>>>>>

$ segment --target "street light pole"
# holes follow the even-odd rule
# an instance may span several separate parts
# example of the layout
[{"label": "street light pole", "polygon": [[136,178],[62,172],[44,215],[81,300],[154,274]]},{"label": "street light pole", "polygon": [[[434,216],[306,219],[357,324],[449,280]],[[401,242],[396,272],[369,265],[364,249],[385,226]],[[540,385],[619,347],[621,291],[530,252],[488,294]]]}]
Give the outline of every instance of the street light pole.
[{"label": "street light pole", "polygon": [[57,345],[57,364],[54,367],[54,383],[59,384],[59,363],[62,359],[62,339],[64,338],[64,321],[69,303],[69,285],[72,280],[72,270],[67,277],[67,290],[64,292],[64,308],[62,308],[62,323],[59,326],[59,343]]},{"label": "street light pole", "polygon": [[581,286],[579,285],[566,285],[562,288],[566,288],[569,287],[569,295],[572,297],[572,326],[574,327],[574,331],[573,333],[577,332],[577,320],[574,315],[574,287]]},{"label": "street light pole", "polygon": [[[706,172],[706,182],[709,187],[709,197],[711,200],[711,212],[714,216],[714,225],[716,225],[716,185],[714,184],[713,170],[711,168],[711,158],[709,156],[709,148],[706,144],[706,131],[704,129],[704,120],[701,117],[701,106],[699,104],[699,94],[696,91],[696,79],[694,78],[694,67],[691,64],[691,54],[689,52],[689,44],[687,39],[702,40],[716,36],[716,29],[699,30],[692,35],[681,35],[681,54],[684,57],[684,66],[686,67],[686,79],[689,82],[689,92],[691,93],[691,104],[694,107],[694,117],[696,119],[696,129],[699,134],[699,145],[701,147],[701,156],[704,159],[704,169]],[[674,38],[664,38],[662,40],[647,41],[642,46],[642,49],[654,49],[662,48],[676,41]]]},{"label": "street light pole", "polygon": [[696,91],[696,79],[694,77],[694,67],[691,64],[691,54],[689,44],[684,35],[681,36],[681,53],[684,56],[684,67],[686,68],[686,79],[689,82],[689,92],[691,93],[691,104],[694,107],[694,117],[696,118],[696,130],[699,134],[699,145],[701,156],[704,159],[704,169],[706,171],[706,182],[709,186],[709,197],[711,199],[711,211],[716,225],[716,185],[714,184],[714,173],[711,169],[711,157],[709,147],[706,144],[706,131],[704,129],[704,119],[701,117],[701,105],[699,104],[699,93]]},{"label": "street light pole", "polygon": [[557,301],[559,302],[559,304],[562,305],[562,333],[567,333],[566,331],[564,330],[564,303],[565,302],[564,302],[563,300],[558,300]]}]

<<<<<

Work to do:
Echo every line from the start of the items down to the one containing "# example of the layout", both included, with nothing changed.

Solution to this problem:
$ segment --target "street light pole"
# holes follow the even-odd rule
# an instance may span several separate parts
# example of the layout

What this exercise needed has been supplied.